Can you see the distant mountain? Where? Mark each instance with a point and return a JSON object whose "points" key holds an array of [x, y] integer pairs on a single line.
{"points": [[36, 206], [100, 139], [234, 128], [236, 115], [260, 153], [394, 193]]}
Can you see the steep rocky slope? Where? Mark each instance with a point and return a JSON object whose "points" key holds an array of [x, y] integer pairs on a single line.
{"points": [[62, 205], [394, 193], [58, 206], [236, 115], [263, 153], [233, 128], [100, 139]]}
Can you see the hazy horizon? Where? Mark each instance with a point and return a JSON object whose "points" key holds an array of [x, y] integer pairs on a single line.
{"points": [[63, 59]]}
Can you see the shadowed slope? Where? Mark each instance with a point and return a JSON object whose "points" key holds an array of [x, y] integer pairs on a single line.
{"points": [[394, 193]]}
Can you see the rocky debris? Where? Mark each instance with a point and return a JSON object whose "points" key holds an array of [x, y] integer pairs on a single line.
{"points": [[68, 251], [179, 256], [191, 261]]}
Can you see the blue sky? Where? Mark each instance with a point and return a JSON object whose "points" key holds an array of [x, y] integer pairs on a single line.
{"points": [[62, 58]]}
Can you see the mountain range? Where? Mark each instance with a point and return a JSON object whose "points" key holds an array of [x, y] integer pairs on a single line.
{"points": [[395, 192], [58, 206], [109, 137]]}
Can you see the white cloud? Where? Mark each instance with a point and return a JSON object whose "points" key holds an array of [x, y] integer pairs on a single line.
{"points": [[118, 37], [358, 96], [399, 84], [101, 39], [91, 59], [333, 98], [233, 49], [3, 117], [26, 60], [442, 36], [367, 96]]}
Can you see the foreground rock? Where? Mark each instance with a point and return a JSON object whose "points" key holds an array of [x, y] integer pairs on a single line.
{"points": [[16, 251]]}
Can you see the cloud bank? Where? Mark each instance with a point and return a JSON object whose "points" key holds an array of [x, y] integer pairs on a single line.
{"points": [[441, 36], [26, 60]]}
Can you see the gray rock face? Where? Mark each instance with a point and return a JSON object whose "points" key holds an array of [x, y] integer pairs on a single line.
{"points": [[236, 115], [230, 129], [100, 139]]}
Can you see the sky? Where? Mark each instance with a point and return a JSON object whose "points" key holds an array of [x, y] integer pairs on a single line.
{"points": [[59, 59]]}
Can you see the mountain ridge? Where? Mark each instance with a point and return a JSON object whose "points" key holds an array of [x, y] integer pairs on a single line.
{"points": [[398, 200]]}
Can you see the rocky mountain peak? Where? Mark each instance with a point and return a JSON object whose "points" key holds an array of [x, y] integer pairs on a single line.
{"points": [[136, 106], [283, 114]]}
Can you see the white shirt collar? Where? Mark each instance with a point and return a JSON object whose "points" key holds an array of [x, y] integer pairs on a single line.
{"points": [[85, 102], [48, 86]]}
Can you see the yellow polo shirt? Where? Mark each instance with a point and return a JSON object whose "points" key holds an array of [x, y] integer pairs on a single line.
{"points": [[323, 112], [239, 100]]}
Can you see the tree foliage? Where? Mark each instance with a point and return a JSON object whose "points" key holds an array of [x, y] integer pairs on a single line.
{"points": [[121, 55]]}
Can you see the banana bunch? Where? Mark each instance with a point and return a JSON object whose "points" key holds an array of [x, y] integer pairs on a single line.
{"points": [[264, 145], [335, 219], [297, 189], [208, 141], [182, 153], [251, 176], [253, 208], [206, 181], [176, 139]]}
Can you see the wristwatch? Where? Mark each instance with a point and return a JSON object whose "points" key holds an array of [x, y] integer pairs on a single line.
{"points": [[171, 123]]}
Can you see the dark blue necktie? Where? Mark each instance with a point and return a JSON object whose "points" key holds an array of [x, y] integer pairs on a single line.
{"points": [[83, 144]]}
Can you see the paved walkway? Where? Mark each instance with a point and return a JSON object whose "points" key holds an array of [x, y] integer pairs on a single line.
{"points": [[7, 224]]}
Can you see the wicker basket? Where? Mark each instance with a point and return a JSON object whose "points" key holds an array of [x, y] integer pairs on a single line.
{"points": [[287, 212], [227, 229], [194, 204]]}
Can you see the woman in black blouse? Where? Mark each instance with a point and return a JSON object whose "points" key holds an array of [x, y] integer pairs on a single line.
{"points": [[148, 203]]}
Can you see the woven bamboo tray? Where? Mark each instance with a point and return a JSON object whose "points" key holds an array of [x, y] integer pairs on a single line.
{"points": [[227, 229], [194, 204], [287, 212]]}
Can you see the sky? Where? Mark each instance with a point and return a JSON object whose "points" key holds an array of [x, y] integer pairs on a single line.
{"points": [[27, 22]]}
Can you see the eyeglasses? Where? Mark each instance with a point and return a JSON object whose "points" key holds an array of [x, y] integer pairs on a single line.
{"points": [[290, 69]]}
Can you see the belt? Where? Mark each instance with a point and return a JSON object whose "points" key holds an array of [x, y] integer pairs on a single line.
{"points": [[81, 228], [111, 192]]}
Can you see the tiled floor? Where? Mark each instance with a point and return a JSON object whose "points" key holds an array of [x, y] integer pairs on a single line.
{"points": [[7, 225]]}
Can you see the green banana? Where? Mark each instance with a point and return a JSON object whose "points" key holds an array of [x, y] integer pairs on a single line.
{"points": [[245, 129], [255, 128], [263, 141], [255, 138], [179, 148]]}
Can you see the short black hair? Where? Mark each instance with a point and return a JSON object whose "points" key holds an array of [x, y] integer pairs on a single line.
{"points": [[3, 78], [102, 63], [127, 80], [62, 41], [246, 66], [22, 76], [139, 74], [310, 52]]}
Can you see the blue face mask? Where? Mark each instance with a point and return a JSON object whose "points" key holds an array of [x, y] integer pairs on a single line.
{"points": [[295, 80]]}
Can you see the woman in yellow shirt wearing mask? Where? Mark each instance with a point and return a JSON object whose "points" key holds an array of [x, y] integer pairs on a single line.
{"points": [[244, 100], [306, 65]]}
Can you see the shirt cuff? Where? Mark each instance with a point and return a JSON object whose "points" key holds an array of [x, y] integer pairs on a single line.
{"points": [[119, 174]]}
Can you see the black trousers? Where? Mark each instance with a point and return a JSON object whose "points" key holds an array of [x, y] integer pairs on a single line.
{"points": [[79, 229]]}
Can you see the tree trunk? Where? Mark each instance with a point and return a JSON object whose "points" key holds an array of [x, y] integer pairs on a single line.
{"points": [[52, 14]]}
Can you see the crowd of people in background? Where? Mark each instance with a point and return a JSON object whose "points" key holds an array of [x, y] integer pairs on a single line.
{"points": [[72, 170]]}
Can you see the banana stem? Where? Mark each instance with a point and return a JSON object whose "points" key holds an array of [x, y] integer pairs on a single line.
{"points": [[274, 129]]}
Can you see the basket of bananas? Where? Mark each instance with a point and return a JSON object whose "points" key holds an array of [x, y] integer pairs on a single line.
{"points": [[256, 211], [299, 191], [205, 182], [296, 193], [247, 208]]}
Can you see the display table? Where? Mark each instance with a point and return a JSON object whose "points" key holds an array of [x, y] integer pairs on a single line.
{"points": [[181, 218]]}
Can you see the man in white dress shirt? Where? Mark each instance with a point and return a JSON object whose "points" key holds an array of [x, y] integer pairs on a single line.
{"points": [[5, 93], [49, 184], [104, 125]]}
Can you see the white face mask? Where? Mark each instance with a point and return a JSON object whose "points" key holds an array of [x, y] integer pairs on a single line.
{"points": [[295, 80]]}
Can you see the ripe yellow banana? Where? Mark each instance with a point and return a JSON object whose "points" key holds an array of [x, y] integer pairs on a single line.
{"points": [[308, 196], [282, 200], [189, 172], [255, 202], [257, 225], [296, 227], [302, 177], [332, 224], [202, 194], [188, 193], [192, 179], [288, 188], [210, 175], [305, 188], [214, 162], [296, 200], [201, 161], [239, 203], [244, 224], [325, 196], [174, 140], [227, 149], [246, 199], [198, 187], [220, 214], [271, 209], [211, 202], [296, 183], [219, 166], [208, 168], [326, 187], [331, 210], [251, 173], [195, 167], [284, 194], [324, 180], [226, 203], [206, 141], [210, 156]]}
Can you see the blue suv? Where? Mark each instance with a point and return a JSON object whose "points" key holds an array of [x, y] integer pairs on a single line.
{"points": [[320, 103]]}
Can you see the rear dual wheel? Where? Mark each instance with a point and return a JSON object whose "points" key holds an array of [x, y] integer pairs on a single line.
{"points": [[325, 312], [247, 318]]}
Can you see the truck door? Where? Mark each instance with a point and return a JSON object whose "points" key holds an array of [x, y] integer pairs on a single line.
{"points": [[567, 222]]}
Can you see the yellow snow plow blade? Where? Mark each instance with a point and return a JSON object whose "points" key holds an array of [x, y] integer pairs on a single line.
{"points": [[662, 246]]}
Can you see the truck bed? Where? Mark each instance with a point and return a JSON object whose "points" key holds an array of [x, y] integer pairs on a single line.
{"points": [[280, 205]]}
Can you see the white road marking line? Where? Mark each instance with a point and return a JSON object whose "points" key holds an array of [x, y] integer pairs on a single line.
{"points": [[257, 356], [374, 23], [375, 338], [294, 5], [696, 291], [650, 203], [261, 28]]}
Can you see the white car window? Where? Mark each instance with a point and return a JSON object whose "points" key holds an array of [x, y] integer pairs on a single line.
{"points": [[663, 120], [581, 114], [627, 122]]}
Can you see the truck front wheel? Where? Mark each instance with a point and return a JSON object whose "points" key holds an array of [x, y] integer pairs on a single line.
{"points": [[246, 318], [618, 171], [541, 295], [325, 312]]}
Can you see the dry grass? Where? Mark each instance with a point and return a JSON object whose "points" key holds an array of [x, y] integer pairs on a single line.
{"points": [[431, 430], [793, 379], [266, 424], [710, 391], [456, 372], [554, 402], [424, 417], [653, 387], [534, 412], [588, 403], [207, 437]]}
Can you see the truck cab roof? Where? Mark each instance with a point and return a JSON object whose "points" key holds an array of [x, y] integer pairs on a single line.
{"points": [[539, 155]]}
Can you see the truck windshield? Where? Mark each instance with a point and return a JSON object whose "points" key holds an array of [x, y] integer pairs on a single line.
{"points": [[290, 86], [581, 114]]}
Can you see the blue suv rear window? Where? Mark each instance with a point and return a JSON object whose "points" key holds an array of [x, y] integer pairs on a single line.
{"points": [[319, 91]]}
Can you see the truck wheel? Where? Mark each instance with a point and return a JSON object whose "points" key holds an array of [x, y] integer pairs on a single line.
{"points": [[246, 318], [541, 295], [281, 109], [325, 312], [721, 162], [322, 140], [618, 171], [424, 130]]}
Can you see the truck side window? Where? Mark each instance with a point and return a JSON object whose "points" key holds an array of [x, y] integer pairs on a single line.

EXERCISE DIRECTIONS
Return the line that contains "Can you see the white car" and all lines after it, verbatim, and nothing else.

PROBLEM SOLUTION
Can you see the white car window? Where? Mark each instance with a point and return a JSON object whose "points" key holds an array of [x, y] integer pairs on a single line.
{"points": [[663, 120], [581, 114], [627, 122]]}
Can you see the truck front wheel? Where? Mark each instance with a point and return a JSON object whose "points" key holds an array of [x, y] integer pairs on a single line.
{"points": [[246, 318], [618, 171], [541, 295], [325, 312]]}
Can you see the dry grass? Where? Mark each instance with a point and return a JSON object whose "points" key holds an array of [x, y] integer pairs on a single line.
{"points": [[431, 430], [793, 379], [266, 424], [710, 391], [456, 372], [554, 402], [424, 417], [653, 387], [534, 412], [588, 403], [207, 437]]}
Can you see the truck cab roof? Where? Mark each instance with a point and return a JSON object whose "points" key holds an array of [x, y] integer pairs on a single line.
{"points": [[539, 155]]}
Can you see the truck windshield? Where? Mark each instance with a point and return a JSON object whose "points" key holds an array of [x, y] integer pairs on a single line.
{"points": [[290, 86], [581, 114]]}
Can you see the blue suv rear window? Where? Mark each instance with a point and return a JSON object whose "points" key holds an array of [x, y] integer pairs on a single line.
{"points": [[319, 91]]}
Can you see the truck wheel? Where? Mark each instance with a point and return a JSON object whose "points" key holds an array of [x, y] integer pairs on a single line.
{"points": [[246, 318], [541, 295], [281, 109], [325, 312], [721, 162], [322, 140], [618, 171], [424, 130]]}
Can you see the truck side window? Where? Mark each instance with a point and return a JSON object whose "points" key holds an array of [x, y] integer pairs on a single line.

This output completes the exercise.